Action item ▸ Give back, word for word, the lines in the listing below from the one holding "box: [778, 227, 818, 678]" down to the one holding "367L793 648L814 645L797", both ends included.

===============

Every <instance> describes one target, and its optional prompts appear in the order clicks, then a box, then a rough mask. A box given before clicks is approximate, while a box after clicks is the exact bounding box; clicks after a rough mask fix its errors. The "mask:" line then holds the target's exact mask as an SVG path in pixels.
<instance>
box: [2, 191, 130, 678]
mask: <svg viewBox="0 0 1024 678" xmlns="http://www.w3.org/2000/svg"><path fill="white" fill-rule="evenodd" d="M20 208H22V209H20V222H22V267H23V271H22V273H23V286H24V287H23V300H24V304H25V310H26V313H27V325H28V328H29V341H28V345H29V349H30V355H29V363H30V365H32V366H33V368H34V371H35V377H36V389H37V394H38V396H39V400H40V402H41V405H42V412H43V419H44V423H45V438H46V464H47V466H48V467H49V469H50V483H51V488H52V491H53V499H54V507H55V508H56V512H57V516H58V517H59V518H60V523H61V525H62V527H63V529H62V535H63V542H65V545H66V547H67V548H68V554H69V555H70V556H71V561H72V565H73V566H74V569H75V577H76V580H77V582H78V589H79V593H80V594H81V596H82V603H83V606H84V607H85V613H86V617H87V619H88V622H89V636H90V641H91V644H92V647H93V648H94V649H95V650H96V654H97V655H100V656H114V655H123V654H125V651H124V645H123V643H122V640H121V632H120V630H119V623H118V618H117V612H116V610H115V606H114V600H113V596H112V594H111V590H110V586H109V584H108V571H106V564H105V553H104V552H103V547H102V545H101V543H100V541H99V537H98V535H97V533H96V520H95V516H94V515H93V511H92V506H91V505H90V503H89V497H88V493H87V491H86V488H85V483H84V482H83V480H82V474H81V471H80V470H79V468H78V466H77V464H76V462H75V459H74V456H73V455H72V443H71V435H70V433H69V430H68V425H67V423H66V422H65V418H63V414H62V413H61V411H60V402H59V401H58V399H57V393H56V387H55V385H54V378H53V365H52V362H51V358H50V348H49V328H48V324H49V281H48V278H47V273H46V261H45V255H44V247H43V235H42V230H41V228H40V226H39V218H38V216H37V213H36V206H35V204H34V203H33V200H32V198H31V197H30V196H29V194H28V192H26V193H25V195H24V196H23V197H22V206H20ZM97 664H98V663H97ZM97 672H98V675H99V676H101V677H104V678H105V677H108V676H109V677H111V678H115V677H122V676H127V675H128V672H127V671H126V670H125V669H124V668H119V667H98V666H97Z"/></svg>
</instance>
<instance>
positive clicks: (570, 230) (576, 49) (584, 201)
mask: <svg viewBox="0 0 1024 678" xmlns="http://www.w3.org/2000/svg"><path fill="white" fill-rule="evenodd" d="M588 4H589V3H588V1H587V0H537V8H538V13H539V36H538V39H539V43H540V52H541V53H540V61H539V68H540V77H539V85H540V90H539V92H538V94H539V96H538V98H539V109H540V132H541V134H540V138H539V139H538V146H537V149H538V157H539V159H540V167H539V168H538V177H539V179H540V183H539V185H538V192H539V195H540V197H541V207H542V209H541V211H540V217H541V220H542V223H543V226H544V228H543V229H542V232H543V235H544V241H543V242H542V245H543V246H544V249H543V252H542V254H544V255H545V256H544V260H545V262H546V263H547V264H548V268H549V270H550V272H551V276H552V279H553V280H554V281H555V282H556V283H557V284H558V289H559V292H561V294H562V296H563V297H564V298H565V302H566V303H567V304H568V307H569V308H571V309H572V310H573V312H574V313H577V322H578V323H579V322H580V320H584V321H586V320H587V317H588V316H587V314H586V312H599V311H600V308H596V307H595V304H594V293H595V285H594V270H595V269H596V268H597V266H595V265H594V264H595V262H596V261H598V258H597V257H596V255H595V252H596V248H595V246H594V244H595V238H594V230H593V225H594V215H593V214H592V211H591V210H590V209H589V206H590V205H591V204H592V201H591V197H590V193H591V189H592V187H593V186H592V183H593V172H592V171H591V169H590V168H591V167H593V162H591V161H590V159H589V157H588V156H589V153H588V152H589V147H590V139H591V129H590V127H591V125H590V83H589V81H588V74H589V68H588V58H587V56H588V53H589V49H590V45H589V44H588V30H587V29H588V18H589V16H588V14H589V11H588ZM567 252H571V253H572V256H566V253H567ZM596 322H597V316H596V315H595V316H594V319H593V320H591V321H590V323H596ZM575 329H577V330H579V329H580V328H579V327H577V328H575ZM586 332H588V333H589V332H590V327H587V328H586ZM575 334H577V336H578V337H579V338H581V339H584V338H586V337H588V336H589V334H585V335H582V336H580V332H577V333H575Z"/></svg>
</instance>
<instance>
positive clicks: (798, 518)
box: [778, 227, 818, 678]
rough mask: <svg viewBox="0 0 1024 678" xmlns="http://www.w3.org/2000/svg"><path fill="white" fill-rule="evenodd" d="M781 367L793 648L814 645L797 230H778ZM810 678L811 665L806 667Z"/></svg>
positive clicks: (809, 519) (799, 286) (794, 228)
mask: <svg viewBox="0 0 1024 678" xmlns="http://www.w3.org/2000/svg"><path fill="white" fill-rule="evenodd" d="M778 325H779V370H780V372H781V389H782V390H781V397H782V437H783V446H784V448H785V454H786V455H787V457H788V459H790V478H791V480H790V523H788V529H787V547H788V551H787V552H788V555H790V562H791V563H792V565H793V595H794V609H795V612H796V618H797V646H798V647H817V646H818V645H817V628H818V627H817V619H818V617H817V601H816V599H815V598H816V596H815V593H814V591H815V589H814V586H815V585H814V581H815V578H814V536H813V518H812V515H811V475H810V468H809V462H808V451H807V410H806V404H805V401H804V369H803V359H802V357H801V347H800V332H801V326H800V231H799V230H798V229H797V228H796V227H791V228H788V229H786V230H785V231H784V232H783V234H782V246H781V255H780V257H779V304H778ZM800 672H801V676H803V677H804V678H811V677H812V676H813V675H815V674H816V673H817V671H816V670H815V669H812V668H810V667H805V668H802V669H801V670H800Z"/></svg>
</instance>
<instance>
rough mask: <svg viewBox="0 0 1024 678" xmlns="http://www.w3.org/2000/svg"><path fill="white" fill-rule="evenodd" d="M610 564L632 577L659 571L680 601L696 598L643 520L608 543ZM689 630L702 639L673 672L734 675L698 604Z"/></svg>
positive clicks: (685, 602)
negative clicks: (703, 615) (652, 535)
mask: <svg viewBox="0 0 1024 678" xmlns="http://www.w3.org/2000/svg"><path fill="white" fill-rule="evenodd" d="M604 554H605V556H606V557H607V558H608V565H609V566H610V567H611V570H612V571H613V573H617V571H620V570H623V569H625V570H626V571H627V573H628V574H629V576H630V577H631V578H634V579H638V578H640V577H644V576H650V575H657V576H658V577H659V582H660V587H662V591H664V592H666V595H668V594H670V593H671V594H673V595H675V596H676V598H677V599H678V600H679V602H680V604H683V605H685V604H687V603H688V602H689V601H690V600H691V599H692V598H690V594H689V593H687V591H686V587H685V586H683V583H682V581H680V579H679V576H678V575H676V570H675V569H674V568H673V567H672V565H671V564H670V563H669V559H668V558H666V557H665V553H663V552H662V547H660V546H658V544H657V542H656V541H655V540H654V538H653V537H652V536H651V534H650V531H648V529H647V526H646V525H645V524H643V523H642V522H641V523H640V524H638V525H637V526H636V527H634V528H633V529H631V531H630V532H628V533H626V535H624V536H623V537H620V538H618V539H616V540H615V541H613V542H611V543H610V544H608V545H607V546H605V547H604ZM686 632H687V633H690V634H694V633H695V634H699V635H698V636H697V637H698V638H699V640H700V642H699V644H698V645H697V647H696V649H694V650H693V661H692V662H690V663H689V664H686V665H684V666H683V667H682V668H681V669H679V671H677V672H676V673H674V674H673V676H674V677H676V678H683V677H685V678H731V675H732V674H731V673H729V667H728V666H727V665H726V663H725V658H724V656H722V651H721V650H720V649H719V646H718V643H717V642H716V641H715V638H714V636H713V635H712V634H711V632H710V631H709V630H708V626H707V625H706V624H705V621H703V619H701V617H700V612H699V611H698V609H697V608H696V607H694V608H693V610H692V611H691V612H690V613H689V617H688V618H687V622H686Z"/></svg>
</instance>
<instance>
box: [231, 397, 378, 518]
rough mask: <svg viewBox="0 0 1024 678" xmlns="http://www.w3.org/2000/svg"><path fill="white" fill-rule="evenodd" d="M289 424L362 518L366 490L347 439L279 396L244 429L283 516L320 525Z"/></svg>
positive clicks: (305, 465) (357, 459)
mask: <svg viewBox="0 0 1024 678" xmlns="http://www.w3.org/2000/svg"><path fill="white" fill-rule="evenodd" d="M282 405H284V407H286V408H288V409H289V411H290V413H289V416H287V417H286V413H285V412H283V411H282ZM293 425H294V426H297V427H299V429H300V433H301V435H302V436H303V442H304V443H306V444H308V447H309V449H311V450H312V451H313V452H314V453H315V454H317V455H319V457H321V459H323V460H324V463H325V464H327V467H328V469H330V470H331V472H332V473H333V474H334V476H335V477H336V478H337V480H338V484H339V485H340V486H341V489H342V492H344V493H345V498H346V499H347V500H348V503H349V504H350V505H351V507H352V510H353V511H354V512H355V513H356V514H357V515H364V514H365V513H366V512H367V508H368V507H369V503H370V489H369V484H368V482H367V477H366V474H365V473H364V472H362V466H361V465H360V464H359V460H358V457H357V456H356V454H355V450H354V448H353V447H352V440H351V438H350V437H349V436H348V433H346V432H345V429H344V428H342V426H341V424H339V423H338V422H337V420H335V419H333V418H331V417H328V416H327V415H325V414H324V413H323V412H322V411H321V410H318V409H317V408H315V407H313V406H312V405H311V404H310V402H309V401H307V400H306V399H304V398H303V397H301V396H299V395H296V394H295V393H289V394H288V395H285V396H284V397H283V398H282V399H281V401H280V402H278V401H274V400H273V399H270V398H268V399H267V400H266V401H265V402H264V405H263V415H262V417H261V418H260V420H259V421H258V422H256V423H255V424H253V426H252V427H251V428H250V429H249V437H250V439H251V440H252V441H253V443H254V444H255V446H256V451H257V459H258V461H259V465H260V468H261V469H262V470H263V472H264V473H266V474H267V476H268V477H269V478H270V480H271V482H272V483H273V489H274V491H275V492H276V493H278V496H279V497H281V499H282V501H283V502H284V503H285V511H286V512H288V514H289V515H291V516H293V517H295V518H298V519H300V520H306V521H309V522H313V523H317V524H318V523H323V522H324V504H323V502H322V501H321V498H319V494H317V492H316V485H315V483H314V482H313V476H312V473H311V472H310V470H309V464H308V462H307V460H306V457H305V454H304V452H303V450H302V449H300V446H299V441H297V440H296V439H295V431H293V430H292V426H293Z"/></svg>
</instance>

===============

Answer to this problem ▸
box: [778, 227, 818, 678]
rough mask: <svg viewBox="0 0 1024 678" xmlns="http://www.w3.org/2000/svg"><path fill="white" fill-rule="evenodd" d="M781 367L793 648L814 645L797 230H778ZM810 678L811 665L806 667Z"/></svg>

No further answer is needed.